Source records

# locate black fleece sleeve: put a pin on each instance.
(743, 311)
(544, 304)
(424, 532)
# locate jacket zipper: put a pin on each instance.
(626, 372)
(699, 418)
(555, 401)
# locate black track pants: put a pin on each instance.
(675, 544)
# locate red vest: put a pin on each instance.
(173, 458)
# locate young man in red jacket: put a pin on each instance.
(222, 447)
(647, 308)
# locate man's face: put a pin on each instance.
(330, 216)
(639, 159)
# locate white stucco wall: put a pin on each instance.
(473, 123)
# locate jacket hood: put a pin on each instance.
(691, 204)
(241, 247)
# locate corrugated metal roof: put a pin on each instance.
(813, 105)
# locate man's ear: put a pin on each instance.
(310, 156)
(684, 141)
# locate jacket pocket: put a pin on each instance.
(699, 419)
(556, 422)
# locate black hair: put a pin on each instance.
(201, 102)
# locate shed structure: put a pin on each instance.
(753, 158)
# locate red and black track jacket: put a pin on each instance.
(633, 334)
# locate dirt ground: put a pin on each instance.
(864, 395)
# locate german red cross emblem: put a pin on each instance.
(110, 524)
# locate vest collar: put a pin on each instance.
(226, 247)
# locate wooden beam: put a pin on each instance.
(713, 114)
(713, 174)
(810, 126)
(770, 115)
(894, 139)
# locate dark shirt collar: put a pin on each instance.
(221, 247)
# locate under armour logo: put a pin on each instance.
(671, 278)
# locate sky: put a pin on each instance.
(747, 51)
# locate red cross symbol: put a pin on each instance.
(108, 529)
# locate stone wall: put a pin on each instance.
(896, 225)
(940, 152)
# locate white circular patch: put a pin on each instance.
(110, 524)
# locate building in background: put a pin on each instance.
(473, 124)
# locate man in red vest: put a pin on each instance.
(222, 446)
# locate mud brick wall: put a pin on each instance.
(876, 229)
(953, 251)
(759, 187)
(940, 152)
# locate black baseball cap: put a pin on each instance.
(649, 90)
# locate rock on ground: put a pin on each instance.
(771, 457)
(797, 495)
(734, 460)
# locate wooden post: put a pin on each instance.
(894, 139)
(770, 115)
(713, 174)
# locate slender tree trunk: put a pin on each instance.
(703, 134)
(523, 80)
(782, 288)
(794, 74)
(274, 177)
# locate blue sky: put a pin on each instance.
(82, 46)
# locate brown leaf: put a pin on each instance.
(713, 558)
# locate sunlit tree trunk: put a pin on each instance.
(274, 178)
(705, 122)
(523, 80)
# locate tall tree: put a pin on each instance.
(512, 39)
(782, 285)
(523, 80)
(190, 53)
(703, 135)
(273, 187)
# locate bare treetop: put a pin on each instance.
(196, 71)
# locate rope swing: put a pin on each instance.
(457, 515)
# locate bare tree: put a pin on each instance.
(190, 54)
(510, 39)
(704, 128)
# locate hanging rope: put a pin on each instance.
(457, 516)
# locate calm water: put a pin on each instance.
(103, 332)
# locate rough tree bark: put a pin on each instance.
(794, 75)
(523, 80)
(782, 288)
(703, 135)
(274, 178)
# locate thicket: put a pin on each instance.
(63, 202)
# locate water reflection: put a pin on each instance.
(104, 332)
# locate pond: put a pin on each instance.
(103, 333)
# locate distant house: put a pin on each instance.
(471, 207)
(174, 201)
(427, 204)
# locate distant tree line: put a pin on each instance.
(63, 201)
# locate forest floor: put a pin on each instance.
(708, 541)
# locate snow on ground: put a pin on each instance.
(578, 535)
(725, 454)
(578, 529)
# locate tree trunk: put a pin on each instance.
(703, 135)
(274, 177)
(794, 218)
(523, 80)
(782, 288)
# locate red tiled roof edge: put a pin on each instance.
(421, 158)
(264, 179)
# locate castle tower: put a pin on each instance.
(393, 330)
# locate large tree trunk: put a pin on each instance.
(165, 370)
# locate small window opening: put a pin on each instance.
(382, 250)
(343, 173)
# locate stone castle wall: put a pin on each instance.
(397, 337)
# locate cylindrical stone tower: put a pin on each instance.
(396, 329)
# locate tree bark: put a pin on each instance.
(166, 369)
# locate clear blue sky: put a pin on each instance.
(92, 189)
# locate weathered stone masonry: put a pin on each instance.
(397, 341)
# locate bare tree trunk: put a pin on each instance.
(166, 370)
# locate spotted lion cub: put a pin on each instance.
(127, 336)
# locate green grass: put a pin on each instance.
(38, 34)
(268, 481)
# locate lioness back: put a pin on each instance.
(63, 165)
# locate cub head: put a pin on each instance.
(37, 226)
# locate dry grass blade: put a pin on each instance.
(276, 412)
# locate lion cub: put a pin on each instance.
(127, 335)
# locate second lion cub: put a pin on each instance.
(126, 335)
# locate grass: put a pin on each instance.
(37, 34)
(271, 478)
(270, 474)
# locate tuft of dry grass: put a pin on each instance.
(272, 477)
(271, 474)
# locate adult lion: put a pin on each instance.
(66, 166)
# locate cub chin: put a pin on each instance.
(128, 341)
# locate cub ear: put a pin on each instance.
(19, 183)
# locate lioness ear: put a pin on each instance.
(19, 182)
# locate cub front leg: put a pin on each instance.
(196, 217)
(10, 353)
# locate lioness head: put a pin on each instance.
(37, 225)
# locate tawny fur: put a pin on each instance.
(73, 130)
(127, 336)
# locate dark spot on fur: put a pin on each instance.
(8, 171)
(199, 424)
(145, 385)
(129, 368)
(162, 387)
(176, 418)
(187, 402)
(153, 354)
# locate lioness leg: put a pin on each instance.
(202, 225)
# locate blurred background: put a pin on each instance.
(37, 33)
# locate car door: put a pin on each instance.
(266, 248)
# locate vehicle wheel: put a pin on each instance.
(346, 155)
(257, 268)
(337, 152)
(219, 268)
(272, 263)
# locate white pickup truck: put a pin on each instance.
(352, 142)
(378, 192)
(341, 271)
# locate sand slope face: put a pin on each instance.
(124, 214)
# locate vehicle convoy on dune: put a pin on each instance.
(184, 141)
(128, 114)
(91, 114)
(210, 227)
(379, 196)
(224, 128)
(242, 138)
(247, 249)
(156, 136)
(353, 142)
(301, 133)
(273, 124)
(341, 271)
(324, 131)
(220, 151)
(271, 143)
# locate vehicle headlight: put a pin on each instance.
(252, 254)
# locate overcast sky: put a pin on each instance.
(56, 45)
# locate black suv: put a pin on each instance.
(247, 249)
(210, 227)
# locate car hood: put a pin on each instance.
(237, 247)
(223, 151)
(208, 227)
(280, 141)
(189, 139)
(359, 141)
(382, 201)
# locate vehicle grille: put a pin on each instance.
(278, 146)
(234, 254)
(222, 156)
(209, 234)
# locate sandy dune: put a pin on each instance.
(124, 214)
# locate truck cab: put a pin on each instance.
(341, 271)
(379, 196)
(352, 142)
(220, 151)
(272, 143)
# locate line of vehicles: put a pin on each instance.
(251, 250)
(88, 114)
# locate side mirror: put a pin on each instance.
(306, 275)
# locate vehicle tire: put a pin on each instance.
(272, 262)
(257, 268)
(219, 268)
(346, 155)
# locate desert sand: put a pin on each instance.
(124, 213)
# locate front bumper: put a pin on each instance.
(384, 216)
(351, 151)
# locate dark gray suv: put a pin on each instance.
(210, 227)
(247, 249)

> PROBLEM TO SOLVE
The lines to output run from the one containing "# locate sandy" through the last line of the records above; repeat them exactly and nothing more.

> SOLUTION TO THE PROBLEM
# locate sandy dune: put a pin on each instance.
(124, 214)
# locate truck cab: put a pin on each instance.
(341, 271)
(379, 196)
(352, 142)
(220, 151)
(272, 143)
# locate line of vehicles: put a pin on each instance.
(251, 250)
(88, 114)
# locate side mirror: put a pin on each instance.
(306, 275)
# locate vehicle tire: put a pin on each instance.
(272, 262)
(257, 268)
(219, 268)
(346, 155)
# locate desert sand: put a pin on each instance.
(124, 213)
# locate front bumper: put a pin on each instance.
(384, 216)
(351, 151)
# locate dark gray suv: put a pin on each instance.
(210, 227)
(247, 249)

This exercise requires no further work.